◆ Excerpts of pointing data:
※ ※ ※

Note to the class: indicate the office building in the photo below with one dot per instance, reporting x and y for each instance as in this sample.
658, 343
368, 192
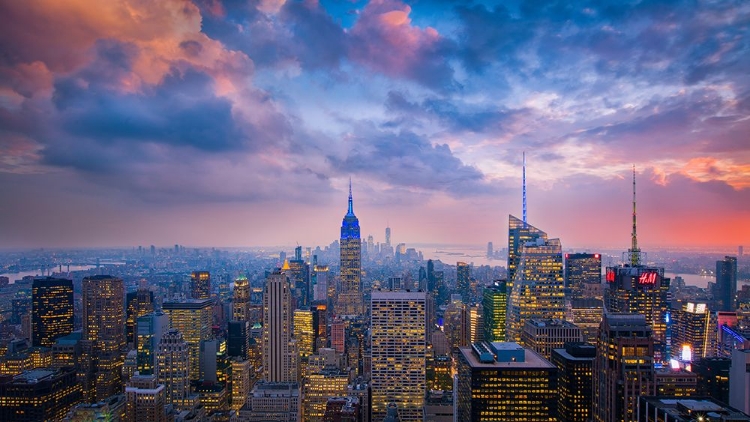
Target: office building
43, 394
739, 380
279, 351
575, 363
544, 335
146, 400
713, 377
537, 290
640, 289
350, 297
137, 304
725, 289
200, 285
693, 332
173, 367
623, 368
686, 409
503, 382
103, 326
582, 269
399, 349
675, 381
494, 303
463, 281
241, 369
51, 310
519, 233
319, 386
193, 319
270, 401
586, 314
149, 329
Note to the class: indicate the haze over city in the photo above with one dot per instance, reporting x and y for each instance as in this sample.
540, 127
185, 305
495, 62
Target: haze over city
213, 123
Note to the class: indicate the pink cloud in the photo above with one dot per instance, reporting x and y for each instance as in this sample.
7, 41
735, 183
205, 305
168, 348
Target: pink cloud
384, 40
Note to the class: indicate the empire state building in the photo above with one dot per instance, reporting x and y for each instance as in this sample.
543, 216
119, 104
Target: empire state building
350, 297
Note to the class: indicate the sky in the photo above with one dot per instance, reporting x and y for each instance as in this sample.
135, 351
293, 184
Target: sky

※ ※ ※

◆ What you should do:
Put the lines above into a Markdown table with two columns, Row and Line, giving each line a row number. Skip blank lines, and leave the pictures out.

◆ Answer to this problem:
| Row | Line |
|---|---|
| 1 | Note to the class: indicate the office building in the photo below with one dot per instance, reporting x and y for each instance as in this sample. |
| 2 | 658, 343 |
| 3 | 368, 192 |
| 4 | Target: office building |
| 5 | 43, 394 |
| 6 | 739, 380 |
| 7 | 279, 351 |
| 8 | 575, 363 |
| 9 | 544, 335 |
| 10 | 146, 400 |
| 11 | 713, 377 |
| 12 | 537, 290 |
| 13 | 640, 289 |
| 14 | 350, 297 |
| 15 | 137, 304 |
| 16 | 725, 289 |
| 17 | 200, 285 |
| 18 | 693, 332 |
| 19 | 173, 367 |
| 20 | 623, 368 |
| 21 | 686, 409 |
| 22 | 503, 382 |
| 23 | 103, 326 |
| 24 | 582, 269 |
| 25 | 399, 349 |
| 26 | 675, 381 |
| 27 | 494, 303 |
| 28 | 463, 281 |
| 29 | 241, 369 |
| 30 | 51, 310 |
| 31 | 519, 233 |
| 32 | 319, 386 |
| 33 | 193, 319 |
| 34 | 270, 401 |
| 35 | 586, 314 |
| 36 | 149, 329 |
| 37 | Note to the class: indicate the haze over city in the photo above with one dot per instance, reporting x and y for each instance as in this sample. |
| 38 | 540, 127 |
| 39 | 185, 305 |
| 40 | 495, 62 |
| 41 | Target: haze over city |
| 42 | 213, 123 |
| 43 | Note to the class: indicate the pink cloud in the photo above with one dot per instance, reporting x and y for each instance as in this sample. |
| 44 | 7, 41 |
| 45 | 735, 183 |
| 46 | 205, 305 |
| 47 | 168, 348 |
| 48 | Target: pink cloud |
| 49 | 384, 40 |
| 50 | Note to the class: indicate the empire state building in the photo above with one dot per instance, reporting x and y for each instance as in this sample. |
| 51 | 543, 216 |
| 52 | 119, 104 |
| 53 | Target: empire state building |
| 54 | 350, 297 |
| 55 | Note to the class: indicate the sky in the photo above with one dot per instance, reporting x and y for each instance as in this sample. |
| 56 | 135, 351 |
| 57 | 293, 184 |
| 58 | Target: sky |